Try it — Return, from the data below, each line that contains the word "chair".

Records to use —

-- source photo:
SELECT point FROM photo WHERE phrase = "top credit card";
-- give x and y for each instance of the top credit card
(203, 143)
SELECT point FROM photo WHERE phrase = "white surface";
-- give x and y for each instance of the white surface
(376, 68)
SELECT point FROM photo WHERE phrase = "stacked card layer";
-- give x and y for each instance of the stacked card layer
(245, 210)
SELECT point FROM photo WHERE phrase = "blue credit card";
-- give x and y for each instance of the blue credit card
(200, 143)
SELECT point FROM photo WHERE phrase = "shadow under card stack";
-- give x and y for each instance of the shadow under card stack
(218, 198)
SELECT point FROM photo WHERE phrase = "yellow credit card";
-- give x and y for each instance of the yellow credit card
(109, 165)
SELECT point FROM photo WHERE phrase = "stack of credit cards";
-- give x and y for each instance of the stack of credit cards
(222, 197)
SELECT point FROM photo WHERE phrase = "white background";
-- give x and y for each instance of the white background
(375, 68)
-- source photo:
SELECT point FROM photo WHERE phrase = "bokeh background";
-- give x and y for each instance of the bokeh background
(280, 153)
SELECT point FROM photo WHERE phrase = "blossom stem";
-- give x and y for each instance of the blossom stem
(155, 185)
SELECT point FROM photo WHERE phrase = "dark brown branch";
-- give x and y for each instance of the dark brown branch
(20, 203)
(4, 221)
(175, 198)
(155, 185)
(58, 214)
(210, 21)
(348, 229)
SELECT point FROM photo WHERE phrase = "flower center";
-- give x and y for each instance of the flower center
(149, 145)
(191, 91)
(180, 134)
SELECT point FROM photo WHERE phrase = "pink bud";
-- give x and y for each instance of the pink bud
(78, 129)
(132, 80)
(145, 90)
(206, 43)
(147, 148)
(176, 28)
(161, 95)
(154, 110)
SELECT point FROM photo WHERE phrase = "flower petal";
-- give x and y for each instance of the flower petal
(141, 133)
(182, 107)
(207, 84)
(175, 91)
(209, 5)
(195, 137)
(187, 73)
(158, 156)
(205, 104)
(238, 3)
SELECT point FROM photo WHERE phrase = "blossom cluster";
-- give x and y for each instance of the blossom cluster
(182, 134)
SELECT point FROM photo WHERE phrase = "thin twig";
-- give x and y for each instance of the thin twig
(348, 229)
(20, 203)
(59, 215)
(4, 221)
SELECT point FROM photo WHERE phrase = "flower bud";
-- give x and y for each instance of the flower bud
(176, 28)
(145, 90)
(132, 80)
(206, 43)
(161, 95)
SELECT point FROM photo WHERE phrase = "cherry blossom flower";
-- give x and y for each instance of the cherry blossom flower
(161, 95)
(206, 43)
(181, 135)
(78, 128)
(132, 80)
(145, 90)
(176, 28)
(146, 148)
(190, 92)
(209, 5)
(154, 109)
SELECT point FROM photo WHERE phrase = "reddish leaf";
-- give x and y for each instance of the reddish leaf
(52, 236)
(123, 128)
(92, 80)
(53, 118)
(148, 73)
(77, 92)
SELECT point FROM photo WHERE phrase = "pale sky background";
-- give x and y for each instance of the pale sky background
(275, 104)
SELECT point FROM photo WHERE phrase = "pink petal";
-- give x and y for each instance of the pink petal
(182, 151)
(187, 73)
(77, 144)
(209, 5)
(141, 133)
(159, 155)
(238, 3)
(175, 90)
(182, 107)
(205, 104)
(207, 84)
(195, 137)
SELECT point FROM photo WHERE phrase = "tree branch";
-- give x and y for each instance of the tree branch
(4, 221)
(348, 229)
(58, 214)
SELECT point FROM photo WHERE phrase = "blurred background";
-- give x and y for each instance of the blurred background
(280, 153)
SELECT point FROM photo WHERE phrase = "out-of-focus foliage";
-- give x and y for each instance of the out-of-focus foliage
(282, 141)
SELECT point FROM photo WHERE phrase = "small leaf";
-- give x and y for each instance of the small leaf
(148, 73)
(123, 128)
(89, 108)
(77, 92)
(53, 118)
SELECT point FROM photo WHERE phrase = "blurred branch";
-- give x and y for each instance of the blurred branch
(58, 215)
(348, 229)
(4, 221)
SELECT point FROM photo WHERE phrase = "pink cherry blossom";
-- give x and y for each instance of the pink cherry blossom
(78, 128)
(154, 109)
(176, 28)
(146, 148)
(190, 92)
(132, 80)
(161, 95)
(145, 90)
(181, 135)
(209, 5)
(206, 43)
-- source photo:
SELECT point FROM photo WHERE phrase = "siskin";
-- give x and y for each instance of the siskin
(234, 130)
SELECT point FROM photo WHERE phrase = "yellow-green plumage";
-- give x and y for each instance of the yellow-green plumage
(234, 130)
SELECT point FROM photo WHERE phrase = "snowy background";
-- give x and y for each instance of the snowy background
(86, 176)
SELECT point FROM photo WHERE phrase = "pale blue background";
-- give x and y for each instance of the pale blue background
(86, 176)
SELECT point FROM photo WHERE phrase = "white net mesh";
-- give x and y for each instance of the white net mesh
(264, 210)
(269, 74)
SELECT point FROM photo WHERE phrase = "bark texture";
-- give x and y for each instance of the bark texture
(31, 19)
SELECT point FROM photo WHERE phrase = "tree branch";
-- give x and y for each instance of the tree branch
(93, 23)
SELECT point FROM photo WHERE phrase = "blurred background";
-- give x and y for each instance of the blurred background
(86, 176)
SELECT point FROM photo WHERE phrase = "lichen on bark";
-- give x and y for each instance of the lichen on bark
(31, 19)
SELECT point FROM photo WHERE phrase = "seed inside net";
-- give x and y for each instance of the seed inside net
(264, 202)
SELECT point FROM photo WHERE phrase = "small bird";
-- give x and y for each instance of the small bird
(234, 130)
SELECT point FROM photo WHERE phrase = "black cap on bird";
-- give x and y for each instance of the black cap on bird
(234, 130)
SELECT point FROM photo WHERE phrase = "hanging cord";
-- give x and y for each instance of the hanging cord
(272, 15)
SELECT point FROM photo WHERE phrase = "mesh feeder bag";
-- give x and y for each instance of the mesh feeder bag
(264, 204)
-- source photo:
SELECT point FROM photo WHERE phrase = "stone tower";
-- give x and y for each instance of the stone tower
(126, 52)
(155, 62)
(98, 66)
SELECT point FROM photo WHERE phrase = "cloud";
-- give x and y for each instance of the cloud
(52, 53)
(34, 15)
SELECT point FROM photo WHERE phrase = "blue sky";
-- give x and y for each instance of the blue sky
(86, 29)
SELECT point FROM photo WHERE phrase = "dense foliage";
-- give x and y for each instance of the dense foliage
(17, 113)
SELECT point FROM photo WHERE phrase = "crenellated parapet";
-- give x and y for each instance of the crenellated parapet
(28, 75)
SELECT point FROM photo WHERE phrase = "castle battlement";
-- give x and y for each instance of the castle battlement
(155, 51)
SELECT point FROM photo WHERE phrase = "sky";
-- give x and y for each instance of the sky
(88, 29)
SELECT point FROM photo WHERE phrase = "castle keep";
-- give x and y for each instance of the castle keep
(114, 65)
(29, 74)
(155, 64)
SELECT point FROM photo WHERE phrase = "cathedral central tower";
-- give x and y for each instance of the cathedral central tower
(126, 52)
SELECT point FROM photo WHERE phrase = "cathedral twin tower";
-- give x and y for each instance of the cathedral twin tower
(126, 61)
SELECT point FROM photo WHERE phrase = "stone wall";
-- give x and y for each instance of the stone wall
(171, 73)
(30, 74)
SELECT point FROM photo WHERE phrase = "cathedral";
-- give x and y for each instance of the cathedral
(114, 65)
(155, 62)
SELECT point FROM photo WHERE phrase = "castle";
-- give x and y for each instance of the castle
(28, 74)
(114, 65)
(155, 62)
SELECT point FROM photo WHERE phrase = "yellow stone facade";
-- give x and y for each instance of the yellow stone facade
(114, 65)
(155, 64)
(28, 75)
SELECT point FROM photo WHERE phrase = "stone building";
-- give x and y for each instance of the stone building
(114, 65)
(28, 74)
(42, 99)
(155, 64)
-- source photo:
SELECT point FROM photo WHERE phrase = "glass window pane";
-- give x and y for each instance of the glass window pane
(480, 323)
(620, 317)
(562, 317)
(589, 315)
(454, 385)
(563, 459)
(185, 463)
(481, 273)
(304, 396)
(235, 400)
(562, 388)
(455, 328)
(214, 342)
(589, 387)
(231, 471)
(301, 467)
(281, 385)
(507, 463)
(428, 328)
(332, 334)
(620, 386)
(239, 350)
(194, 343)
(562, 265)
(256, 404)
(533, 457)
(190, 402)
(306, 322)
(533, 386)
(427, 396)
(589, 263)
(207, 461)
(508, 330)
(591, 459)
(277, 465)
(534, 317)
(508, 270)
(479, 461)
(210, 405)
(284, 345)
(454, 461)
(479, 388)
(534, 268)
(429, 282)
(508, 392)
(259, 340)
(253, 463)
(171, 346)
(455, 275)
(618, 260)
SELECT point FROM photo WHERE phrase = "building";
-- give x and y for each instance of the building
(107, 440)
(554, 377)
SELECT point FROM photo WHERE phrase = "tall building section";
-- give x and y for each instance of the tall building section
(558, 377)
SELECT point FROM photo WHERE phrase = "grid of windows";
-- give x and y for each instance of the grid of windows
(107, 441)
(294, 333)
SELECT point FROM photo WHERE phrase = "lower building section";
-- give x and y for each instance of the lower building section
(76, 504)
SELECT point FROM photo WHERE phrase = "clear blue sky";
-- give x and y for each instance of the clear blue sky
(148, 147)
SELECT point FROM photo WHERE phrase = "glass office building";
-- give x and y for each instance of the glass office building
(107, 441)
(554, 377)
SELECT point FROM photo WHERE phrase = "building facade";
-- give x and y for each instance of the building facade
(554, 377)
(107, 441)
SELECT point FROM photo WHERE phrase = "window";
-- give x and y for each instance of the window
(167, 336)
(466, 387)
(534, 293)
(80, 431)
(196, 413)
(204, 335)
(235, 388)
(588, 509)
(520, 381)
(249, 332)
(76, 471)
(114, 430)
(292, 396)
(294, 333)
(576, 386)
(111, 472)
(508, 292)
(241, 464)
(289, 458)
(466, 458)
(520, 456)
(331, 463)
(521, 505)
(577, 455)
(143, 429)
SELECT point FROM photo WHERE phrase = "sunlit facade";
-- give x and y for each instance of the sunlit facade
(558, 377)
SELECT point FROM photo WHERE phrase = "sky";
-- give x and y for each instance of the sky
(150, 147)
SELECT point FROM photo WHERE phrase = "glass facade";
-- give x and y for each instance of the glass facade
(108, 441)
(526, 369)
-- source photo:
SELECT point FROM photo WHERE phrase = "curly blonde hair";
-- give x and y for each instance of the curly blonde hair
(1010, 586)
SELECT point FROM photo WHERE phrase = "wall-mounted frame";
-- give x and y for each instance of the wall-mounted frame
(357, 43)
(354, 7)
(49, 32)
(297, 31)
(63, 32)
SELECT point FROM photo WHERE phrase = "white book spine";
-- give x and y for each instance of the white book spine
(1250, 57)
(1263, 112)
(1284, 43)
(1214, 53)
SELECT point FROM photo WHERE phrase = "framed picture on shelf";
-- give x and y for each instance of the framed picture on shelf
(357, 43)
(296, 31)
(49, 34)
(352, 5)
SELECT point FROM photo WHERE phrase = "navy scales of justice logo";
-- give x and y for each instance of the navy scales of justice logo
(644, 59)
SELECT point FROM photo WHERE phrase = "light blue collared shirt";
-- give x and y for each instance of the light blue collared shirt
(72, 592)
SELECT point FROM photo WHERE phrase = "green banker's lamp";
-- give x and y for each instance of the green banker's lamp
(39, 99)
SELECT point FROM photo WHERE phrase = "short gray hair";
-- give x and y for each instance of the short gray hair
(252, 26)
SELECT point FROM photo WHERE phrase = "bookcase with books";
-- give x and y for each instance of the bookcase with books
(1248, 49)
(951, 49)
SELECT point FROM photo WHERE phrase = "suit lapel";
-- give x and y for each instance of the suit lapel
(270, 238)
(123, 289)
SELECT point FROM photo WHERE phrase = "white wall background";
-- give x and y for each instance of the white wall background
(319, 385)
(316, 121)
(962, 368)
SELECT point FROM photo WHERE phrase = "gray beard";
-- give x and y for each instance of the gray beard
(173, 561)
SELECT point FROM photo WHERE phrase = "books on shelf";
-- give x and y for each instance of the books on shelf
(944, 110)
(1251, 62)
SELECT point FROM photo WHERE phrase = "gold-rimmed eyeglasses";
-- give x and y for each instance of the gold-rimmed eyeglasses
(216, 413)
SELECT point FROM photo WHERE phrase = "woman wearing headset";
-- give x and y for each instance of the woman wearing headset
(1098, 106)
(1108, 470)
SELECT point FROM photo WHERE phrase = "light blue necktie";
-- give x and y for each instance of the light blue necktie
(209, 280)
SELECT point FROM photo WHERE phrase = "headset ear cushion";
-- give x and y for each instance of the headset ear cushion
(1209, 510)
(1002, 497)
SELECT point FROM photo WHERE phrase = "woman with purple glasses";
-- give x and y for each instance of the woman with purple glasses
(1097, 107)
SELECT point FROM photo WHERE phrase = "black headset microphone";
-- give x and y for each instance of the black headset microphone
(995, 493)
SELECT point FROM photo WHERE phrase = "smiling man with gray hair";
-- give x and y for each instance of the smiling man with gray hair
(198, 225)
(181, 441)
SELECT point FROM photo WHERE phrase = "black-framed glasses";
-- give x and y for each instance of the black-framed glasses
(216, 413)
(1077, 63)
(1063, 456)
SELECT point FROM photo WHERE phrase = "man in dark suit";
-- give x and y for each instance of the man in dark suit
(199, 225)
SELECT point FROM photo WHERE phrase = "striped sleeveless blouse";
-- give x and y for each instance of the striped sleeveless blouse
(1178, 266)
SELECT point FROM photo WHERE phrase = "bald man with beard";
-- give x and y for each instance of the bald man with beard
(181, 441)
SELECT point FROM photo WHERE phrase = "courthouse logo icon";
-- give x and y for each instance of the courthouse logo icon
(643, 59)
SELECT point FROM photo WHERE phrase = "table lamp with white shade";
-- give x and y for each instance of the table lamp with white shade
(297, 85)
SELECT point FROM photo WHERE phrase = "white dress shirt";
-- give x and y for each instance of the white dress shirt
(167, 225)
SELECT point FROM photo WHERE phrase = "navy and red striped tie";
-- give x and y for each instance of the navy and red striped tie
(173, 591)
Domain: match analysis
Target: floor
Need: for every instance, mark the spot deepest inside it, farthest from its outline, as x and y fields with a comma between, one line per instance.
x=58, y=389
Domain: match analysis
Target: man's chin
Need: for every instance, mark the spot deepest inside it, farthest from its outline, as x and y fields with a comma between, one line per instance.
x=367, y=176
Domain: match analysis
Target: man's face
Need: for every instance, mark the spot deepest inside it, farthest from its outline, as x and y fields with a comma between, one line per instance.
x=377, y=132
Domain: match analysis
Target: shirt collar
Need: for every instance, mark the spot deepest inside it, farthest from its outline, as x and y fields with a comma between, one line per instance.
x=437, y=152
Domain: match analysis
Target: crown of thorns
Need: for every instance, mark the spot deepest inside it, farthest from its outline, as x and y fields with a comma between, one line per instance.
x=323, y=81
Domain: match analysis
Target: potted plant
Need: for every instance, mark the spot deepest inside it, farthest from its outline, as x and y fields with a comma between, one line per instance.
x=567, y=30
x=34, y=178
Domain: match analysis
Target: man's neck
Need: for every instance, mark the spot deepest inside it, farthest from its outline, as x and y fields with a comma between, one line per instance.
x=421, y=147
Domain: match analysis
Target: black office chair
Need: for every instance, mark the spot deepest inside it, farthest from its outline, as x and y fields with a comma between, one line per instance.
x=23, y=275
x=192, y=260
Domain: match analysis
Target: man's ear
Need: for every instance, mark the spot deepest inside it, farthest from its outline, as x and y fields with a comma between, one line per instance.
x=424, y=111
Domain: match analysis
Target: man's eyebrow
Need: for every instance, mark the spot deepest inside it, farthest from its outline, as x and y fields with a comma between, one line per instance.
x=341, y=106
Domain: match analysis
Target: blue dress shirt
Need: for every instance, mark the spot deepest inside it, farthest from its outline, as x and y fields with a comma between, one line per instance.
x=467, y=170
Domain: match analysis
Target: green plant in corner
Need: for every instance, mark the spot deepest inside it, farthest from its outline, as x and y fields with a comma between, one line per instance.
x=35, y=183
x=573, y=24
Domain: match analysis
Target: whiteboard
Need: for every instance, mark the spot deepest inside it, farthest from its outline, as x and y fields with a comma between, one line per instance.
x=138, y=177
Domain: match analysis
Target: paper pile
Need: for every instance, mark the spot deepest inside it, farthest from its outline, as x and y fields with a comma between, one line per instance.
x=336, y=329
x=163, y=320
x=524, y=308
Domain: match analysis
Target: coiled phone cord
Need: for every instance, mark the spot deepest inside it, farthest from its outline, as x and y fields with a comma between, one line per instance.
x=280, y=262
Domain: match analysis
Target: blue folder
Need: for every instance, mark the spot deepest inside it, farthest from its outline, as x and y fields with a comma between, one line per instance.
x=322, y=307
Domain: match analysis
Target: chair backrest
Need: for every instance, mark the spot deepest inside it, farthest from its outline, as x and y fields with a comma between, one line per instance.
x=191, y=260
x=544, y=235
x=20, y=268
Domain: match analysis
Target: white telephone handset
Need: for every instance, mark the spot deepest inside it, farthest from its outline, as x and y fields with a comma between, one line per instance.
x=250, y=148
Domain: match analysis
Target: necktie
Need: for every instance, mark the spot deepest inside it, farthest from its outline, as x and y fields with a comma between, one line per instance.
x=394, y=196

Response box —
Target: black office chair
Target: chair backrest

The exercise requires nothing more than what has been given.